[Records excerpted from a collection]
-- Opening Marker --

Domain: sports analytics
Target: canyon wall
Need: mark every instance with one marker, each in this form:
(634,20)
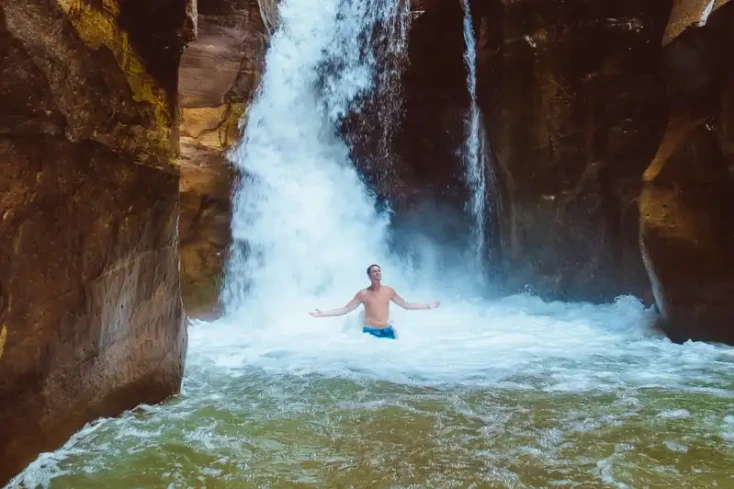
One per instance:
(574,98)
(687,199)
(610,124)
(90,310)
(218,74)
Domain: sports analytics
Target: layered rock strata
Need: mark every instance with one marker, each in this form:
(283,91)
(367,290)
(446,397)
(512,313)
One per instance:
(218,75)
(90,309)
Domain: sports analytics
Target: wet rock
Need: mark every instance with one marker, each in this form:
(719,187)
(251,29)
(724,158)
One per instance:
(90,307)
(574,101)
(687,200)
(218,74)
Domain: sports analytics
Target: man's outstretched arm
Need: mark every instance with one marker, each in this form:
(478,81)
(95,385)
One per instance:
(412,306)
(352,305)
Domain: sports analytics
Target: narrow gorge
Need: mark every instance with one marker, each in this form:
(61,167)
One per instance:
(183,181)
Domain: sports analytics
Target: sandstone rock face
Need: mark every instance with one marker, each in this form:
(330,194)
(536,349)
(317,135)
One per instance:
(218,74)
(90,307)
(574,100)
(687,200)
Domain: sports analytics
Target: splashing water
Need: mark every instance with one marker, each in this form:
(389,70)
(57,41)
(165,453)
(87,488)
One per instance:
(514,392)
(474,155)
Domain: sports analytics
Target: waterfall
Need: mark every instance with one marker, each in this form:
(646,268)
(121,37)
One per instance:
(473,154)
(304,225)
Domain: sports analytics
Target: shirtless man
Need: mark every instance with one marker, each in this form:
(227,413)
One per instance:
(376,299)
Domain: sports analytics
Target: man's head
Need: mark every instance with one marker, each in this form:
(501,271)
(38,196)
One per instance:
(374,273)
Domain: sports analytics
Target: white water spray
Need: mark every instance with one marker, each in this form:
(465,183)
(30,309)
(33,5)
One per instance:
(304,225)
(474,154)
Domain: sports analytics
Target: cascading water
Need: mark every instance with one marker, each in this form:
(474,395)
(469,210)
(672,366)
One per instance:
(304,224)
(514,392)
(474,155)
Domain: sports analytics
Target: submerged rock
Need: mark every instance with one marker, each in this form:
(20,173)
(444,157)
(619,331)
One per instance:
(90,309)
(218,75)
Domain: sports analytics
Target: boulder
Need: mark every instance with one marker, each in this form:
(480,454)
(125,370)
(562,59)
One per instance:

-- Closing Marker --
-- Opening Marker --

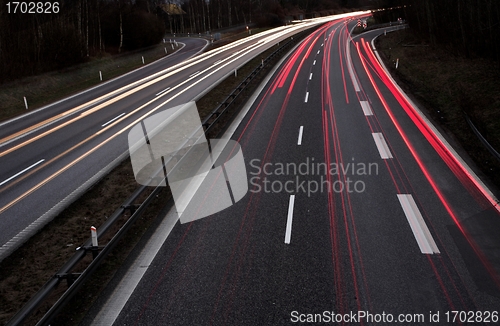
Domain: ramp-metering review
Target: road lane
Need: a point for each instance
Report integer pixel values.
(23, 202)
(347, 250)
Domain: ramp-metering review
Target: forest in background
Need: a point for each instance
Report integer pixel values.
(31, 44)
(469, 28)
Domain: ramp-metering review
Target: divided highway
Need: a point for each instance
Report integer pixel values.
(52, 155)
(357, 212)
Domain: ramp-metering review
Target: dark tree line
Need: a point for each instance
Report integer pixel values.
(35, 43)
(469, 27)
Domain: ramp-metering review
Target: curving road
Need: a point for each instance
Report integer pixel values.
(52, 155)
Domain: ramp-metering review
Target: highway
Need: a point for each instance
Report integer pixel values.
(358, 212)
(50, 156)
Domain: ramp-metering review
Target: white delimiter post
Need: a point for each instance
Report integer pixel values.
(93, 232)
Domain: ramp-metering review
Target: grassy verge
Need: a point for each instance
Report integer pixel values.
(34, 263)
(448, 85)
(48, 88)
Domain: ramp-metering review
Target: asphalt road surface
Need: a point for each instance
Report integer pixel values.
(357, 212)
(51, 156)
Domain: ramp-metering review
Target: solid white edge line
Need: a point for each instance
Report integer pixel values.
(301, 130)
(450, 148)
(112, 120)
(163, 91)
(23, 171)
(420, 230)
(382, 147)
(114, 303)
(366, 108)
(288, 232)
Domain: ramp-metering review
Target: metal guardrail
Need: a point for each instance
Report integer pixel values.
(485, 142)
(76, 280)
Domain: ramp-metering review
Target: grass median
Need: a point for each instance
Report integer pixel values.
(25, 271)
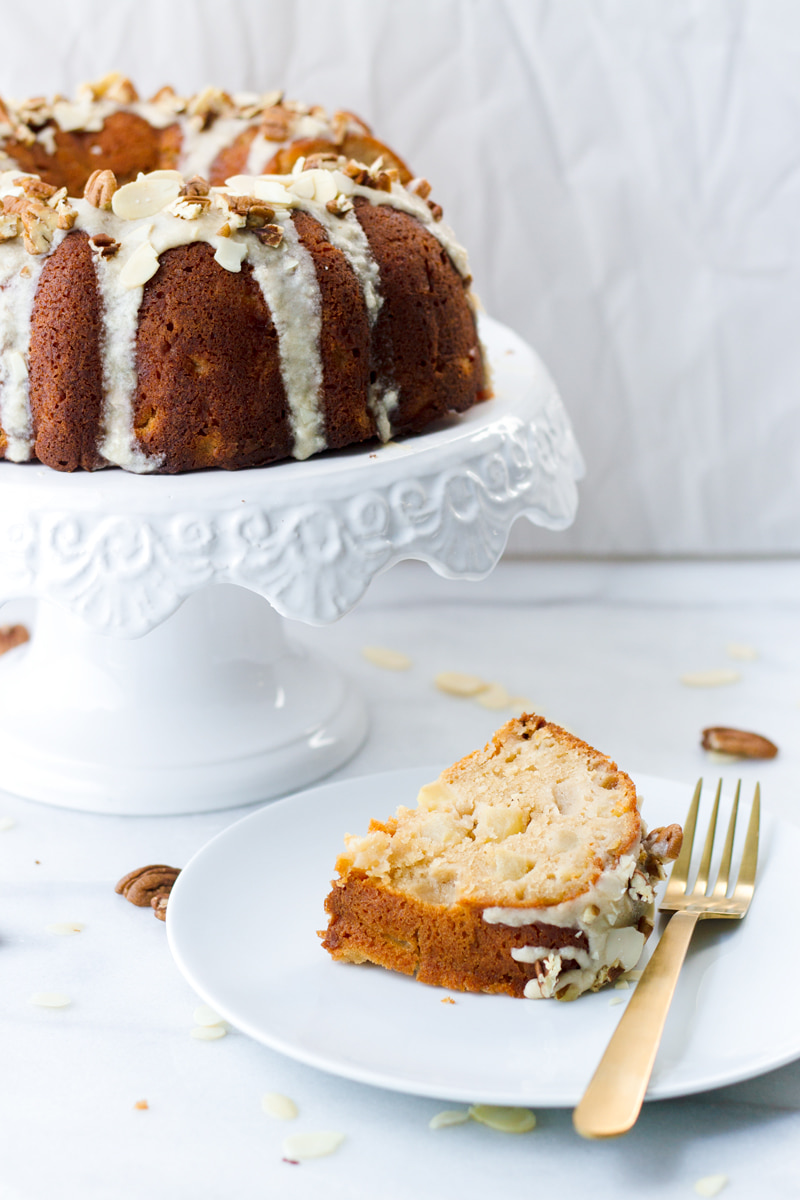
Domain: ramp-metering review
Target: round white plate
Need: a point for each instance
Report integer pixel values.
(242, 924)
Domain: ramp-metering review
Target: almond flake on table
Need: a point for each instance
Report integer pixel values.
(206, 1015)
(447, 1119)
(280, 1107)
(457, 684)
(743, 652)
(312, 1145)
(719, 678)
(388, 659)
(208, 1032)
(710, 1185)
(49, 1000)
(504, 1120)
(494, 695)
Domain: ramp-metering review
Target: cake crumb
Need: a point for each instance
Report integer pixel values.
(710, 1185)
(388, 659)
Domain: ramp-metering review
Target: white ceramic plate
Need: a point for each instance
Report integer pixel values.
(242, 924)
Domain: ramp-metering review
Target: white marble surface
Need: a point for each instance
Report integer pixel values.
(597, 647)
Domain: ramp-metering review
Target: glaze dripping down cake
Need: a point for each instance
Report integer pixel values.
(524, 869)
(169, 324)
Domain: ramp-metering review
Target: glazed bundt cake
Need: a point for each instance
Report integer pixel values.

-- Closing Marker --

- Work to be completed:
Only lines with the word "cake" are wanted, so copy each one from the records.

- Response area:
Target: cake crumb
Target: glaze dripping down cake
Target: glazed bundt cake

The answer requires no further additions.